News
Featured Image
 shutterstock.com

NEWPORT NEWS, Virginia (LifeSiteNews) – A joint U.S. Army-Air Force base hosted a “kid-friendly” drag show on July 30 in the latest sign of progressive ideology’s hold on America’s armed forces.

American Military News reported that Joint Base Langley-Eustis (JBLE) hosted its first ever “Diversity, Equity, and Inclusion Summer Festival” meant to “provide education, increase collaboration through outreach efforts, and recognize the diverse composition of JBLE.” The event was approved by Col. Gregory Beaulieu, commander of the 633d Air Base Wing.

The base shared a handful of tame photos on Facebook after the event, though none revealed the drag show or even a hint of the event’s LGBT aspects beyond one attendee’s handheld Pride flag. “The 633d ABW is supportive of including events that may grow awareness and expand perspectives,” the post said. “The event committee purposely advertised the performers to empower individuals and their families to choose which portions of the event they wish to attend.”

+===+

_To do_.
Continue the news report on the Joint Base Langley-Eustis drag show, beginning after its final sentence.

+===+

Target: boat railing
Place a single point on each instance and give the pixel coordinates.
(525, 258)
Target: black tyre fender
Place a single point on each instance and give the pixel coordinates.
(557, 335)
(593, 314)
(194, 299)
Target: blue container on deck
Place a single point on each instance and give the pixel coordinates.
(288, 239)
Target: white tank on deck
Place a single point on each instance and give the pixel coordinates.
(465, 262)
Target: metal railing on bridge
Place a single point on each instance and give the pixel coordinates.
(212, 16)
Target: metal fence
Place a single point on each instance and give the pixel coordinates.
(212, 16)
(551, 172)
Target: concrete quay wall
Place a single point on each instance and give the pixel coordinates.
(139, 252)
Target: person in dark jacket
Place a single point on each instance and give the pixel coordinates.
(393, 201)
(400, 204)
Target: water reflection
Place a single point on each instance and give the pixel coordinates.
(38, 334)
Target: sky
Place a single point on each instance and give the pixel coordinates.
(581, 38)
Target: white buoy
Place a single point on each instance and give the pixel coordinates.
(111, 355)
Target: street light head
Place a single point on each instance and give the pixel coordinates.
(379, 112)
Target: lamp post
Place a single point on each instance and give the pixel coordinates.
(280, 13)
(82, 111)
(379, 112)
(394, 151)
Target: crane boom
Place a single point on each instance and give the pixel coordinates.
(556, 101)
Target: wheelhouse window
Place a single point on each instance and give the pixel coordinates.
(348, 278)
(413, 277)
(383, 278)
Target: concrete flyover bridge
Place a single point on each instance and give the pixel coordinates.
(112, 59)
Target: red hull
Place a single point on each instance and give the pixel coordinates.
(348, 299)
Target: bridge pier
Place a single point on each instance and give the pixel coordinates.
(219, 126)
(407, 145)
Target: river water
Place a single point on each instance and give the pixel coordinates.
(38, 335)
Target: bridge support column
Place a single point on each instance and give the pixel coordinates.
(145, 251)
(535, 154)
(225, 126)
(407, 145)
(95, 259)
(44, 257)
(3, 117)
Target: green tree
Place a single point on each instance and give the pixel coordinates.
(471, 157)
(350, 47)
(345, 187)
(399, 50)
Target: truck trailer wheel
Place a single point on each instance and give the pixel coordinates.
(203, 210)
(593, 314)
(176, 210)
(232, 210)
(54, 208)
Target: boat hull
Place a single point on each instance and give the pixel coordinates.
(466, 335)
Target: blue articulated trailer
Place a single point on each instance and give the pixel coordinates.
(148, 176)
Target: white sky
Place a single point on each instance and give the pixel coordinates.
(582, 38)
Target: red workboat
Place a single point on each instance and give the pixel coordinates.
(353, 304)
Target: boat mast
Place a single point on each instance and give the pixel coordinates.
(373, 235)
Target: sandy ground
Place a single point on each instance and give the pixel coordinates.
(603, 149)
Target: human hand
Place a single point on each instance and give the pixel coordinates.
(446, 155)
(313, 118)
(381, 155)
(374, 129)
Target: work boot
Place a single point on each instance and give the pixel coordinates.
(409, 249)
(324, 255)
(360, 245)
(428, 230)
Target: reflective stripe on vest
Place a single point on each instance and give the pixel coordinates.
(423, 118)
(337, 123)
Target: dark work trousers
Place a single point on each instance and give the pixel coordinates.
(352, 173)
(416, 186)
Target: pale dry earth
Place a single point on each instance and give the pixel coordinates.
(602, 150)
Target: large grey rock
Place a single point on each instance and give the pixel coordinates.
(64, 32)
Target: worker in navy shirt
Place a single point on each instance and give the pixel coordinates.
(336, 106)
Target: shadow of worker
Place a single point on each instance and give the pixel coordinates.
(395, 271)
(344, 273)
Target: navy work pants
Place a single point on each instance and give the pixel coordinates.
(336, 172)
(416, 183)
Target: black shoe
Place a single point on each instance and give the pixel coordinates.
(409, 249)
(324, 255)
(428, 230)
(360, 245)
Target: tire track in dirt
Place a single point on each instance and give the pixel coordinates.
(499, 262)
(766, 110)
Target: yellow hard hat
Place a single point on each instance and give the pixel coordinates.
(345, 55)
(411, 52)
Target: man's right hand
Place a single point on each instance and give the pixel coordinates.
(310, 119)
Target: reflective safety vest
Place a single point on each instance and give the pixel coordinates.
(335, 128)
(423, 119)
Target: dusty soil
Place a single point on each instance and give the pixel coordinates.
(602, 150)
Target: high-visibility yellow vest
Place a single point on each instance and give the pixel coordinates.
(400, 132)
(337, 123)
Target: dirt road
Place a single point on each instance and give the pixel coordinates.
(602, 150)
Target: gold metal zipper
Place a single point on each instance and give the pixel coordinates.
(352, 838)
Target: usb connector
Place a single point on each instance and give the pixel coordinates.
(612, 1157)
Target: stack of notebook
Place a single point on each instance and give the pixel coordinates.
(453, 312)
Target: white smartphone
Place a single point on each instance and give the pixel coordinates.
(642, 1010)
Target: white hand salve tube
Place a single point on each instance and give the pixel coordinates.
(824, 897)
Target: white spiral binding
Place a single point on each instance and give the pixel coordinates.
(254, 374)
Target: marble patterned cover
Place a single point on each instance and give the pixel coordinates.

+===+

_Task response_.
Notably, the post included a disclaimer that the ability to comment on it had been turned off, ostensibly because while “[w]e pride ourselves on having an open forum with our teammates,” “some of the language and personal attacks in the comment section below violate our comment policy and will not be tolerated.”

One negative reaction the page was not able to suppress may shed light on why the base opted not to show the public the drag show. Speaking on condition of anonymity, one JBLE worker told The Daily Wire that the show was “burlesque, it’s hyper-sexualized, it’s not something appropriate for children.”

The event’s drag performer, Joshua Kelley a.k.a. “Harpy Daniels,” is known as “the Navy Drag Queen” who “decided to join the Navy in February 2016” partly to follow in his father’s footsteps but also for “financial stability, something Kelley was struggling to maintain while pursuing drag,” which was “my number one passion,” according to the Navy Times.

This is not the first drag show to be hosted on a military base in recent years.

The steady rise of “woke” ideology within the military, which has persisted since the Clinton years despite the presidencies of Republicans George W. Bush and Donald Trump, has if anything been intensified by President Joe Biden, who quickly moved to open the military to recruits suffering from gender dysphoria.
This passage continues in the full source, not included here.